Transcribe the listing word for word. Begin at its first line and end with the line containing "Task: locate the camera strap".

++++++++

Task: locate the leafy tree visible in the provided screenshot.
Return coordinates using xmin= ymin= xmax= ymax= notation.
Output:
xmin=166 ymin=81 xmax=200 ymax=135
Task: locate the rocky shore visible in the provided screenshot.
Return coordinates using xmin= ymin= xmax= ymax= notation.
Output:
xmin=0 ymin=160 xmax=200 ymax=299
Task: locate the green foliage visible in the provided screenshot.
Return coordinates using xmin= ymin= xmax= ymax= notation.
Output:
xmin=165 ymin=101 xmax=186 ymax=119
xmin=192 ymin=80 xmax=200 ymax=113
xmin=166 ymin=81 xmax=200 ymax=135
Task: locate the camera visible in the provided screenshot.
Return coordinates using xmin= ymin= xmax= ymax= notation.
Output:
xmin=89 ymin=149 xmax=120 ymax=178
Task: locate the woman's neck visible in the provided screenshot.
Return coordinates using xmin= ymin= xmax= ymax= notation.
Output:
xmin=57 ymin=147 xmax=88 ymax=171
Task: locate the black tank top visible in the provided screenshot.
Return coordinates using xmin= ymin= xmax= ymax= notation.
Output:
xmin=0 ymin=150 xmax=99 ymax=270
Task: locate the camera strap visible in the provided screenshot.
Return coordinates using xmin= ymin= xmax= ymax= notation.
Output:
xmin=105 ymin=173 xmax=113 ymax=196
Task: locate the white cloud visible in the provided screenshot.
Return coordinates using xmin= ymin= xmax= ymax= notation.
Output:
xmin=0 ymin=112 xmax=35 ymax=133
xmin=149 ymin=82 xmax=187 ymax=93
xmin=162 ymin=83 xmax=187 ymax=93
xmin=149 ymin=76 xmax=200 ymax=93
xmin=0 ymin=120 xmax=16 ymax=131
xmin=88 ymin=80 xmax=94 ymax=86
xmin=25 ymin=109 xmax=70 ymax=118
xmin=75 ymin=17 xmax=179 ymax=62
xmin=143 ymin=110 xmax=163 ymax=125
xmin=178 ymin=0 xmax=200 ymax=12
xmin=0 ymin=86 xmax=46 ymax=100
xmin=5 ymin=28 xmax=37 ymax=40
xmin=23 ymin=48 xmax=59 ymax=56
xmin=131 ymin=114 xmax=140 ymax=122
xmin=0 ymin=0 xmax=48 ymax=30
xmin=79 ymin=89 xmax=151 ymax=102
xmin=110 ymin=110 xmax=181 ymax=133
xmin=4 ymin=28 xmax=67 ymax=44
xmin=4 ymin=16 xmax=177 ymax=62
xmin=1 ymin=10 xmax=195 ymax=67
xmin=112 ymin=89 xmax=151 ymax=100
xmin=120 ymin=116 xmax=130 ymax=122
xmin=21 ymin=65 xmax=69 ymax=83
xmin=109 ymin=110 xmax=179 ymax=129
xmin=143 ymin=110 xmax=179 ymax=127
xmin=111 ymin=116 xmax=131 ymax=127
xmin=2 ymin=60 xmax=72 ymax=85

++++++++

● **THE ANSWER**
Task: locate the leafy tree visible in the provided screenshot.
Return coordinates using xmin= ymin= xmax= ymax= notation.
Output:
xmin=166 ymin=81 xmax=200 ymax=135
Task: locate the rocky shore visible in the provided screenshot.
Return coordinates using xmin= ymin= xmax= ymax= notation.
Output:
xmin=0 ymin=160 xmax=200 ymax=299
Task: locate the green foliage visible in the provided screenshot.
Return coordinates using xmin= ymin= xmax= ymax= notation.
Output:
xmin=165 ymin=101 xmax=186 ymax=119
xmin=192 ymin=80 xmax=200 ymax=113
xmin=166 ymin=81 xmax=200 ymax=135
Task: locate the camera visible in the provided screenshot.
Return coordinates using xmin= ymin= xmax= ymax= notation.
Output:
xmin=89 ymin=149 xmax=120 ymax=178
Task: locate the woman's neck visible in the provided screenshot.
Return coordinates using xmin= ymin= xmax= ymax= notation.
Output:
xmin=57 ymin=147 xmax=88 ymax=171
Task: locate the black tank top visible in the provided screenshot.
Return coordinates using xmin= ymin= xmax= ymax= notation.
Output:
xmin=0 ymin=150 xmax=99 ymax=270
Task: locate the camera strap visible in the provided screenshot.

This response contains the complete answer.